» **SUPPLIED DATA**
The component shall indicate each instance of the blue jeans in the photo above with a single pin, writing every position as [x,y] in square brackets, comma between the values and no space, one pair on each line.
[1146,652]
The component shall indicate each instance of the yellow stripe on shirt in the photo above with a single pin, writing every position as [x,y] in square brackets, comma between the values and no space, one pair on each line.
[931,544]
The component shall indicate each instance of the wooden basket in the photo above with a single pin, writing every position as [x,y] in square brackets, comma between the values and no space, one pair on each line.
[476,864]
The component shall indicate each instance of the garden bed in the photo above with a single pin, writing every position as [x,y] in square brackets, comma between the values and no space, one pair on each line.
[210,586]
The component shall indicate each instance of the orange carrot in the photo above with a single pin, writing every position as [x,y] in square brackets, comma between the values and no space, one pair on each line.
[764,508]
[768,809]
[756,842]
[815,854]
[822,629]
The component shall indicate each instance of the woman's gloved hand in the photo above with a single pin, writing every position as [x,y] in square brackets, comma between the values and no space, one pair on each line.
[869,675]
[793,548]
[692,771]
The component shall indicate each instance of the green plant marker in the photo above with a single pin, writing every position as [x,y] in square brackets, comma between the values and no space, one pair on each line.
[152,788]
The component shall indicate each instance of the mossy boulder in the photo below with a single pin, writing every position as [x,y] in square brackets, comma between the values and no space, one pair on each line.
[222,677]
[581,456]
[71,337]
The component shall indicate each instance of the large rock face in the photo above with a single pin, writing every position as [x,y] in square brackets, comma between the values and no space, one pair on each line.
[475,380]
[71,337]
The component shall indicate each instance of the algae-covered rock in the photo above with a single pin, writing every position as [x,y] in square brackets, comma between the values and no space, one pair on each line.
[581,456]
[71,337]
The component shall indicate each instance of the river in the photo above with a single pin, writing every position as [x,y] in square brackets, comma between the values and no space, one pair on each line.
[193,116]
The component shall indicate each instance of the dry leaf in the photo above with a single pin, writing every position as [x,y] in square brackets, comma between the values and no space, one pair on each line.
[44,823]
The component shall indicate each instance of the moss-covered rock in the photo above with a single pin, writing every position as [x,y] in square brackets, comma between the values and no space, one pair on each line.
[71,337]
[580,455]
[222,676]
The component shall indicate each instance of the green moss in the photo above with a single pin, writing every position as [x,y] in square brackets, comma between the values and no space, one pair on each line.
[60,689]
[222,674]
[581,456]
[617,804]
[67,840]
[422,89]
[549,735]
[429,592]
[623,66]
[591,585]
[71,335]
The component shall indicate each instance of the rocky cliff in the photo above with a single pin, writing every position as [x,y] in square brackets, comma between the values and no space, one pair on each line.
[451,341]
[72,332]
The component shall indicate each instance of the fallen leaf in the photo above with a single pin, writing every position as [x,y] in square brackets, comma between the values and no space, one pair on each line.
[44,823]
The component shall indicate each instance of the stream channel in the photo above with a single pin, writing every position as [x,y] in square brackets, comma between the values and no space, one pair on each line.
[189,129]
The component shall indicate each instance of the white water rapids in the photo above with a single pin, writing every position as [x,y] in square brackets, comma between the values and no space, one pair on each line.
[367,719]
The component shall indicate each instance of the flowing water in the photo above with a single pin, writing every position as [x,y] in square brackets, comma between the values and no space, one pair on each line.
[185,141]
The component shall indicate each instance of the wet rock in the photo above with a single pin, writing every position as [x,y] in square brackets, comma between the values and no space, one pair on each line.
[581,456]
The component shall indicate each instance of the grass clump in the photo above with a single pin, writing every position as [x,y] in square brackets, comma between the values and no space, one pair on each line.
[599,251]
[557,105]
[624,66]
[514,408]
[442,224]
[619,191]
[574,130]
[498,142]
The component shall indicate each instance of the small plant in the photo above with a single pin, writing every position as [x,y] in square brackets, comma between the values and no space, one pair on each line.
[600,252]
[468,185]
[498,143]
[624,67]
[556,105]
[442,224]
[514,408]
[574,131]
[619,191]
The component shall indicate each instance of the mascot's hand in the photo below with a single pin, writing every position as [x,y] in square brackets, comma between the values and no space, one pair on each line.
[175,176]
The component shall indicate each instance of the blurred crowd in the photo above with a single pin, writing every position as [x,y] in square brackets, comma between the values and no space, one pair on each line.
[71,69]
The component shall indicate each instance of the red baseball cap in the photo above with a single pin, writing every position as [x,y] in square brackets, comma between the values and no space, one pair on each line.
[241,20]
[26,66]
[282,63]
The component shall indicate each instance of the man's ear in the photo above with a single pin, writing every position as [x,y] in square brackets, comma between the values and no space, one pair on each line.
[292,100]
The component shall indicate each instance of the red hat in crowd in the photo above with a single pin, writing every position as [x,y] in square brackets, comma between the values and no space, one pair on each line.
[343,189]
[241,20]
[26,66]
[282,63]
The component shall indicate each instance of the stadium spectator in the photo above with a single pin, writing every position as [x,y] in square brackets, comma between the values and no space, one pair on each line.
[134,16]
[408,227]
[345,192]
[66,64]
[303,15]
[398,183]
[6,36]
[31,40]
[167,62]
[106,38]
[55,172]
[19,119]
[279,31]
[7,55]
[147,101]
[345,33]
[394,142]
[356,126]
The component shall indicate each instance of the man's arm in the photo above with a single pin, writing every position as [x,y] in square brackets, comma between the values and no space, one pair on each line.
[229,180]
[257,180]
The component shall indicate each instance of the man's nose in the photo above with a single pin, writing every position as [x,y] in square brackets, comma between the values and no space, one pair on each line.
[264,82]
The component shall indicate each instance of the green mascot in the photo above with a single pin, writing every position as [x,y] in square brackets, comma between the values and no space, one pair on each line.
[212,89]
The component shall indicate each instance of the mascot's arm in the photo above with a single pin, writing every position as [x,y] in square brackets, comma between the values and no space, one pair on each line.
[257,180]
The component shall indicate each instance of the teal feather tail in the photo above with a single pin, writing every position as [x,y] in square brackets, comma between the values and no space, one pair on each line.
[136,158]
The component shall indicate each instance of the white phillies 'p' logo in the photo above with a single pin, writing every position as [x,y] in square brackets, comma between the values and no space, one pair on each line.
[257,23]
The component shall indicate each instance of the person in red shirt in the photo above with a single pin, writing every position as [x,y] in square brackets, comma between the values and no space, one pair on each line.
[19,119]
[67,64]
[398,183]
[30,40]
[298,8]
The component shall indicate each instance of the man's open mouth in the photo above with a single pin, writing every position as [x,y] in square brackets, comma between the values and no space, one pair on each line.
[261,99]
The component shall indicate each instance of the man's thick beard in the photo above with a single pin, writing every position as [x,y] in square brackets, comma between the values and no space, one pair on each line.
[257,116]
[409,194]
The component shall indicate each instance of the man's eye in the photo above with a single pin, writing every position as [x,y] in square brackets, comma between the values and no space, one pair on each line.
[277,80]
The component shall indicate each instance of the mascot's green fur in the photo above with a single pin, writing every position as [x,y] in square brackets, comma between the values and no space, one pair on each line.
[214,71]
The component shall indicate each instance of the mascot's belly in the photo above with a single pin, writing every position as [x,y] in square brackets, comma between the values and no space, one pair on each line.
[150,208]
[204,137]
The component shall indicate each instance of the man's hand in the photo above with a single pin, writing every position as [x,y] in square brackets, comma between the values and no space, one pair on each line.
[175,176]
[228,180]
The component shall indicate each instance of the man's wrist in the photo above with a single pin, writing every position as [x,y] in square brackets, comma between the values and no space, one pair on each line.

» **TASK BRIEF**
Pull out every line from the one with "The component shall indicate each instance of the man's eye" to the end of the listing, and output only those.

» **ANSWER TO THE PROBLEM**
The component shall indicate each instance of the man's eye in the photo above with a single pin, writing every position as [x,y] in square brackets, comma between the values and no space, one pair on each line.
[277,80]
The component shall indicate each instance of the mascot's green fur in the photo above with a single pin, writing every position as [x,y] in square brackets, comma between the values and no space, one pair on each line.
[214,71]
The component shall indicate each instance of the mascot's belly in the photo above with a single pin, writing every position as [x,y] in square brackets, comma between the values and no space, one pair on each line.
[150,208]
[204,137]
The component shall indicate each instance of the man's hand in the photo above with a single pin, writing every position as [x,y] in square brackets, comma between the values and no space, one pair on each line.
[175,176]
[228,180]
The component shall indicate each instance of the man's wrist in the photo above with a single pin, writing every position as [x,y] in square brackets, comma between the values and no space, one pair on each line.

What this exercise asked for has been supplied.